__Work order__: Please transcribe the data below in full. Omit any picture you find in it.

[Stored data entries]

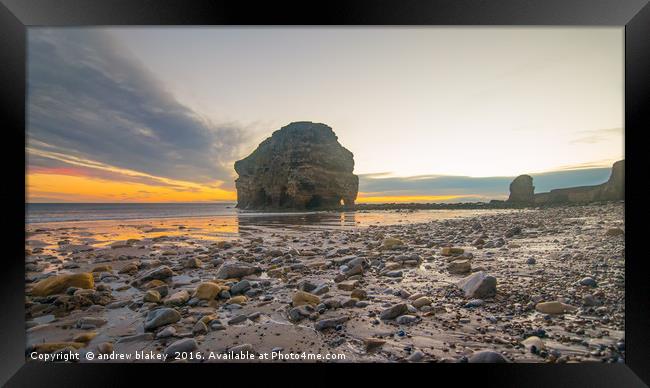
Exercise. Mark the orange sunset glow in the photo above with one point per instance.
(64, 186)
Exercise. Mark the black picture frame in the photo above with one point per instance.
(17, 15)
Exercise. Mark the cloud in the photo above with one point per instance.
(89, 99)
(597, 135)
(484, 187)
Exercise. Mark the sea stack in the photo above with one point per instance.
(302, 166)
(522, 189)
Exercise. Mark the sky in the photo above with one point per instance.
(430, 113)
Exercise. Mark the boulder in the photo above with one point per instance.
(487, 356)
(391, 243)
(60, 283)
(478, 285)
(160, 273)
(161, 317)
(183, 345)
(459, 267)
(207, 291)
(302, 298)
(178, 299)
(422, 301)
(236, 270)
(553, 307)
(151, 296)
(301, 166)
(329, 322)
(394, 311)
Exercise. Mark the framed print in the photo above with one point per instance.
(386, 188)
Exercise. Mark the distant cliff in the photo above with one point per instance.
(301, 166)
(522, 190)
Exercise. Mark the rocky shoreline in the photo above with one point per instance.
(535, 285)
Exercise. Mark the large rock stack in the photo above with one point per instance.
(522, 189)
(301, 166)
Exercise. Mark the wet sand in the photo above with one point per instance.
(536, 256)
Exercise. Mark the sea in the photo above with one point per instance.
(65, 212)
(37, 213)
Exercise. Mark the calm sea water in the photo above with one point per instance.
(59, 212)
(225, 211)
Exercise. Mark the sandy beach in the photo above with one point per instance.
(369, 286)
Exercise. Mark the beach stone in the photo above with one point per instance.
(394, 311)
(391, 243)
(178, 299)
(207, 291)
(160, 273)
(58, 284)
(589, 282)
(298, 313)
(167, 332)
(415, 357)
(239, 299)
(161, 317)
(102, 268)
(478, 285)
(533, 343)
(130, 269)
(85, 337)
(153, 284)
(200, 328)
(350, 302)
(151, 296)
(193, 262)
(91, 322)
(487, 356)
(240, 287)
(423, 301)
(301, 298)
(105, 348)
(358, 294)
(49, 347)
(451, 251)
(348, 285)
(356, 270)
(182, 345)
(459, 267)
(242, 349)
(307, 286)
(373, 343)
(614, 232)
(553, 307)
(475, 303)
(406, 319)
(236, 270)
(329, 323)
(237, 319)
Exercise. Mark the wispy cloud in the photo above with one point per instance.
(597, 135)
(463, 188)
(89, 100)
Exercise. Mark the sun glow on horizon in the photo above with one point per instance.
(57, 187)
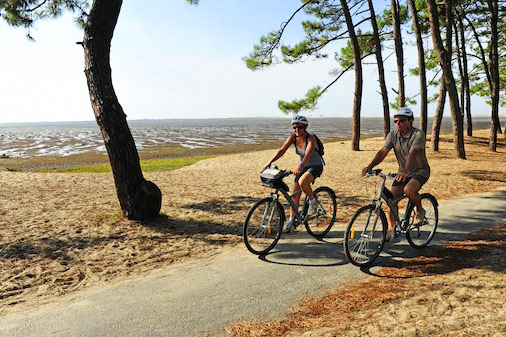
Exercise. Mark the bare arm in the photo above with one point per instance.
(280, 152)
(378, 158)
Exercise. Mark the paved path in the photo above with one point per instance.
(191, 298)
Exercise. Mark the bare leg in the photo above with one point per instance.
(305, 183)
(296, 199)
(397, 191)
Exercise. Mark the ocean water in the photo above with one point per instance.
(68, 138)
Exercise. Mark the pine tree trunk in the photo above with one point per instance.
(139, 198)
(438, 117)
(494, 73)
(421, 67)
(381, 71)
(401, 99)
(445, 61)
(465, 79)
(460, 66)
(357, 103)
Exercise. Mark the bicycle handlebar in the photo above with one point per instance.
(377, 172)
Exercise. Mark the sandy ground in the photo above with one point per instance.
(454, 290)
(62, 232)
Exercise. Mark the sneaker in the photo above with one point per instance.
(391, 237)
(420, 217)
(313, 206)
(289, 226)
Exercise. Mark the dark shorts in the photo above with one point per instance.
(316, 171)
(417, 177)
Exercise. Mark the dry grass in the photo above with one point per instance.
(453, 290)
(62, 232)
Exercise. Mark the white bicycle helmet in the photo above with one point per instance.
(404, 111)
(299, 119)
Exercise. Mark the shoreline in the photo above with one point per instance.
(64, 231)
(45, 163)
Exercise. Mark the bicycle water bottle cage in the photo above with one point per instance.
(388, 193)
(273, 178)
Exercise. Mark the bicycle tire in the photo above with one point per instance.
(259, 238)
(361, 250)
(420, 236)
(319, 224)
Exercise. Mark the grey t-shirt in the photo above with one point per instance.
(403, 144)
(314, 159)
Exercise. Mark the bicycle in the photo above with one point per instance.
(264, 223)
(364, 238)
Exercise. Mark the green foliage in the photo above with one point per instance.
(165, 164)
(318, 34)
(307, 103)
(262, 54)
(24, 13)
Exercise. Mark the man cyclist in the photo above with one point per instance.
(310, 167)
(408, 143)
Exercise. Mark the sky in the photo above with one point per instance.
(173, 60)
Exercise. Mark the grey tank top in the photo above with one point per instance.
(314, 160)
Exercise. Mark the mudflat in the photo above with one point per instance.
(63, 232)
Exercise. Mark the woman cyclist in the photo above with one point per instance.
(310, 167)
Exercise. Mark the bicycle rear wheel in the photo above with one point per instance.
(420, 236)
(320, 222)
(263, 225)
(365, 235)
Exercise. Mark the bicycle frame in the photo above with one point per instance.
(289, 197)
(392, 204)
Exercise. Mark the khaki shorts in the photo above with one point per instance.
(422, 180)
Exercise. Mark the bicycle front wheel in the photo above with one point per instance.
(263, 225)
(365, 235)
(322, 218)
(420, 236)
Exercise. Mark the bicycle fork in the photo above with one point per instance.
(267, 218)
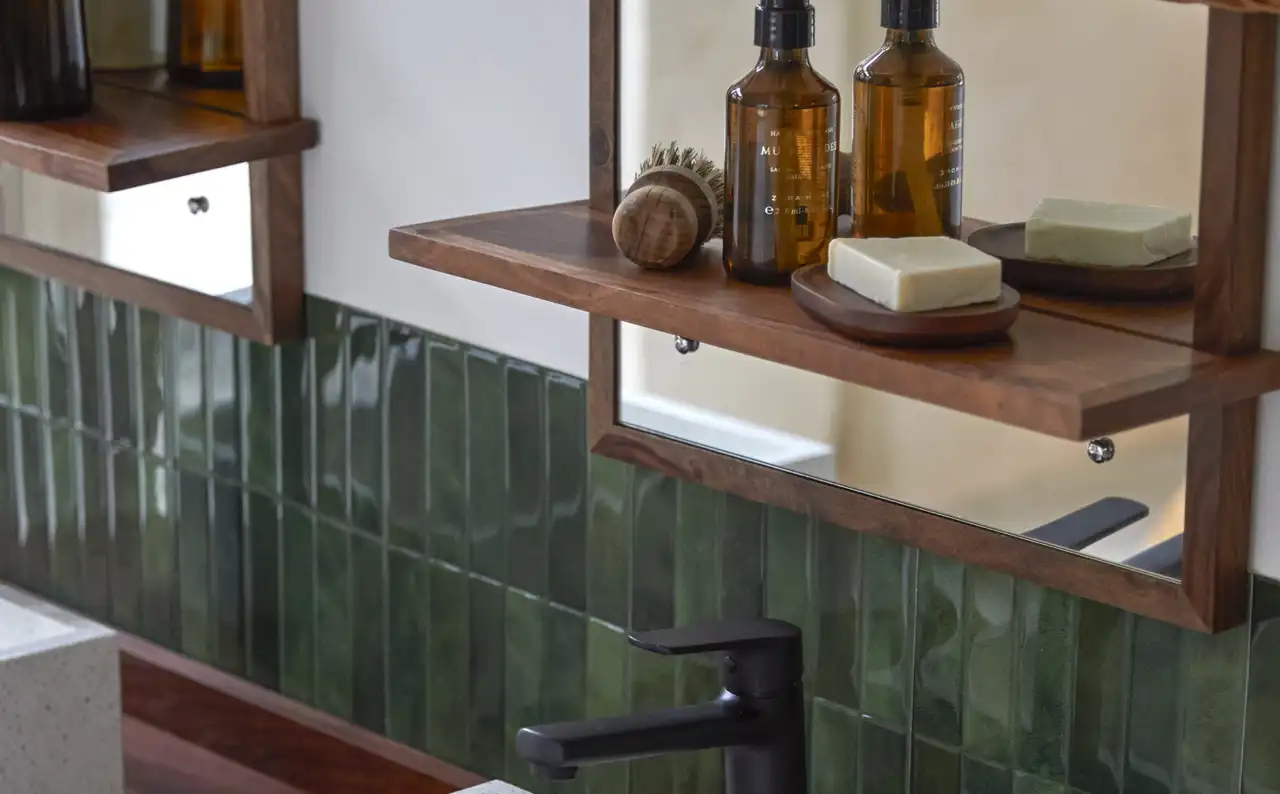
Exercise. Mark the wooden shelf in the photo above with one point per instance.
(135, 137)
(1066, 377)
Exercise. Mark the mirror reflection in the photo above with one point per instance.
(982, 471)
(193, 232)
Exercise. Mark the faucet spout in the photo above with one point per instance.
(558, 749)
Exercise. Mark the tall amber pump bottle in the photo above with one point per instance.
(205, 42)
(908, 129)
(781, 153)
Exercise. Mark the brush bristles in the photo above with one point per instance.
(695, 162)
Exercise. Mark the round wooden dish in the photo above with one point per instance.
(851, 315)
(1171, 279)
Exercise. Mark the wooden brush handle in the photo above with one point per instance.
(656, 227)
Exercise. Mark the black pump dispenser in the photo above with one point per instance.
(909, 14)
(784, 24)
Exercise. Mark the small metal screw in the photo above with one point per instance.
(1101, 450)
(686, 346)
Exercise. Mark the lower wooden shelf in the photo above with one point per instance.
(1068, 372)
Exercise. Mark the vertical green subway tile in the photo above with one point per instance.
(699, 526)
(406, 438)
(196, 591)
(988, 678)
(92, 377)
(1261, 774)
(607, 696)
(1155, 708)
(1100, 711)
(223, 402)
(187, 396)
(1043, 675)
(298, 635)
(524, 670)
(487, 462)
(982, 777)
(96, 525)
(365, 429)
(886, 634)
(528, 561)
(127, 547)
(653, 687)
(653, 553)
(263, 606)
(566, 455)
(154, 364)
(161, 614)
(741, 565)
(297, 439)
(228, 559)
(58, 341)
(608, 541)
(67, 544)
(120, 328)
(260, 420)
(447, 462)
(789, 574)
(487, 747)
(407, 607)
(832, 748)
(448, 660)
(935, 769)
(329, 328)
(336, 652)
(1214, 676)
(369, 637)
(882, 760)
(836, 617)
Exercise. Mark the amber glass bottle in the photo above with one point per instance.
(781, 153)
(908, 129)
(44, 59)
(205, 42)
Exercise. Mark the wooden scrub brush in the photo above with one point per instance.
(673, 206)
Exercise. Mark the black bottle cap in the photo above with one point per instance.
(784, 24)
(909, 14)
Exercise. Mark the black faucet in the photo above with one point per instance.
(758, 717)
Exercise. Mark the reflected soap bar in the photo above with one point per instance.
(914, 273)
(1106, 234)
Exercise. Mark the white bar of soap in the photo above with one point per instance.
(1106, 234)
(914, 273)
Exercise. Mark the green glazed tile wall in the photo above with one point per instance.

__Exercise response__:
Exercise. Mark the orange sunset glow in the photo above with one point per instance.
(64, 186)
Exercise. Mark the black picture frame in the photo above with one point per instance.
(17, 15)
Exercise. Mark the cloud in the photo above with one point per instance.
(89, 99)
(597, 135)
(484, 187)
Exercise. Mark the sea stack in the photo above with one point per instance.
(302, 166)
(522, 189)
Exercise. Mark the sky in the photo above with one point per instance.
(430, 113)
Exercise. Mark the boulder in the photo above with one point per instance.
(487, 356)
(391, 243)
(60, 283)
(478, 285)
(160, 273)
(161, 317)
(183, 345)
(459, 267)
(207, 291)
(302, 298)
(178, 299)
(422, 301)
(236, 270)
(553, 307)
(151, 296)
(301, 166)
(329, 322)
(394, 311)
Exercise. Mark the framed print in the photo above with one point per instance.
(386, 188)
Exercise. Mark the distant cliff in the photo above with one point per instance.
(301, 166)
(522, 190)
Exercise. Mark the rocky shoreline in the photo above with one point per instance.
(535, 285)
Exercise. Mark the large rock stack in the photo above with one point per instance.
(522, 189)
(301, 166)
Exercise. Mark the wet sand in the photo above with one point per instance.
(536, 256)
Exercise. Mark the sea in the photo above with one point per instance.
(65, 212)
(37, 213)
Exercise. Mark the calm sea water in the photo above with one point per instance.
(59, 212)
(225, 211)
Exercise. Mark the sandy beach in the photo above with one point per instance.
(369, 286)
Exercise. Mark the beach stone in the photo above with one point per instance.
(394, 311)
(391, 243)
(178, 299)
(207, 291)
(160, 273)
(58, 284)
(589, 282)
(298, 313)
(167, 332)
(415, 357)
(239, 299)
(161, 317)
(102, 268)
(478, 285)
(533, 343)
(130, 269)
(85, 337)
(153, 284)
(200, 328)
(350, 302)
(151, 296)
(193, 262)
(91, 322)
(487, 356)
(240, 287)
(423, 301)
(301, 298)
(105, 348)
(358, 294)
(49, 347)
(451, 251)
(348, 285)
(356, 270)
(182, 345)
(459, 267)
(242, 349)
(307, 286)
(373, 343)
(614, 232)
(553, 307)
(475, 303)
(406, 319)
(236, 270)
(329, 323)
(237, 319)
Exercise. Mark the wispy cloud in the photo above with one point per instance.
(597, 135)
(463, 188)
(89, 100)
Exercise. Mark the sun glow on horizon in the photo above with one point per instance.
(57, 187)
Exercise. Mark the bare arm in the photo above with one point per instance.
(280, 152)
(378, 158)
Exercise. Mark the paved path in the photo above with one point per instance.
(191, 298)
Exercise. Mark the bare leg in the photo above with one point per instance.
(305, 183)
(296, 199)
(397, 191)
Exercise. Mark the ocean water in the photo above with one point per instance.
(68, 138)
Exercise. Mark the pine tree trunk in the photo above with one point per instance.
(139, 198)
(438, 117)
(494, 73)
(421, 67)
(381, 71)
(401, 99)
(445, 61)
(465, 79)
(460, 66)
(357, 103)
Exercise. Mark the bicycle handlebar in the photo above with one point per instance.
(377, 172)
Exercise. Mark the sandy ground in the photo above with one point per instance.
(454, 290)
(62, 232)
Exercise. Mark the sneaker in the photo above with one point per instance.
(391, 237)
(420, 217)
(313, 206)
(289, 226)
Exercise. Mark the dark shorts in the photo above with one point per instance.
(316, 171)
(417, 177)
Exercise. Mark the dry grass in the photo above with one point per instance.
(453, 290)
(62, 232)
Exercise. Mark the white bicycle helmet in the photo above with one point per instance.
(404, 111)
(299, 119)
Exercise. Mark the shoreline in the photo above with one point per instance.
(64, 231)
(45, 163)
Exercise. Mark the bicycle water bottle cage in the photo above with one point per instance.
(388, 193)
(273, 178)
Exercise. Mark the bicycle tire in the photo above with one point per instance.
(259, 238)
(361, 250)
(420, 236)
(319, 224)
Exercise. Mark the grey t-shirt in the photo above with one point per instance.
(403, 144)
(314, 159)
Exercise. Mark the bicycle in the photo above with one point per instance.
(264, 223)
(364, 238)
Exercise. Mark the green foliage in the photo above with one point per instance.
(165, 164)
(318, 34)
(307, 103)
(262, 54)
(24, 13)
Exercise. Mark the man cyclist in the photo above with one point per instance.
(310, 167)
(408, 143)
Exercise. Mark the sky in the photo above with one point per instance.
(173, 60)
Exercise. Mark the grey tank top in the photo above with one point per instance.
(314, 160)
Exercise. Mark the mudflat in the photo above with one point per instance.
(63, 232)
Exercise. Mark the woman cyclist in the photo above with one point per instance.
(310, 167)
Exercise. Mark the bicycle rear wheel in the photo above with one point per instance.
(420, 236)
(320, 222)
(263, 225)
(365, 235)
Exercise. Mark the bicycle frame in the photo above with one point per instance.
(289, 197)
(392, 204)
Exercise. Mark the khaki shorts in the photo above with one point per instance.
(422, 180)
Exercise. Mark the bicycle front wheel in the photo above with one point per instance.
(263, 225)
(365, 235)
(322, 218)
(420, 236)
Exercise. Mark the bicycle fork in the photo above with one point per instance.
(267, 218)
Exercise. Mark the wooden shelf in the photo above with one point per instance.
(135, 137)
(1066, 377)
Exercise. Mark the mirror reflection in the photo above with one point per instance.
(982, 471)
(193, 232)
Exercise. Mark the faucet spout in the photo above with one point per instance.
(558, 749)
Exercise. Mark the tall amber pump bottle in the photo above with one point per instance.
(205, 42)
(908, 129)
(781, 153)
Exercise. Mark the brush bristles in the photo above with one point per instance.
(695, 162)
Exercise. Mark the round wooden dish in the photo above with one point per instance.
(851, 315)
(1171, 279)
Exercise. Mark the wooden brush handle in the photo above with one point per instance.
(656, 227)
Exercise. Mark the black pump dispenser in the photo above with one point per instance.
(909, 14)
(784, 24)
Exercise. Mark the small metal screw in the photo above with one point per instance.
(1101, 450)
(686, 346)
Exercise. Mark the lower wooden shelf in the photo above with one point per instance.
(1068, 372)
Exercise. Mark the vertical green subway tile in the photo above with one point per instance.
(699, 526)
(406, 438)
(196, 591)
(988, 678)
(92, 377)
(1261, 774)
(607, 696)
(1155, 708)
(1100, 711)
(223, 402)
(187, 396)
(1043, 675)
(298, 635)
(524, 670)
(487, 462)
(982, 777)
(96, 525)
(365, 429)
(886, 634)
(528, 561)
(127, 547)
(653, 687)
(653, 553)
(263, 606)
(566, 455)
(154, 364)
(161, 614)
(741, 565)
(297, 439)
(228, 559)
(58, 341)
(608, 541)
(67, 544)
(120, 328)
(260, 420)
(447, 462)
(789, 574)
(487, 747)
(407, 607)
(832, 748)
(448, 660)
(935, 769)
(329, 328)
(336, 652)
(1214, 676)
(369, 637)
(882, 760)
(836, 617)
Exercise. Mark the amber glass bottle in the photo above with one point per instance.
(781, 153)
(908, 129)
(44, 59)
(205, 42)
Exercise. Mark the wooden scrub brush in the photo above with one point per instance.
(673, 206)
Exercise. Mark the black bottle cap in the photo above with one point per instance.
(784, 24)
(909, 14)
Exercise. Mark the black faucet in the photo above with one point per instance.
(758, 717)
Exercise. Mark the reflected soap bar in the photo above with one point per instance.
(914, 273)
(1106, 234)
Exercise. Mark the white bar of soap in the photo above with one point per instance.
(1106, 234)
(914, 273)
Exercise. Mark the green glazed tile wall in the photo above with one point per instance.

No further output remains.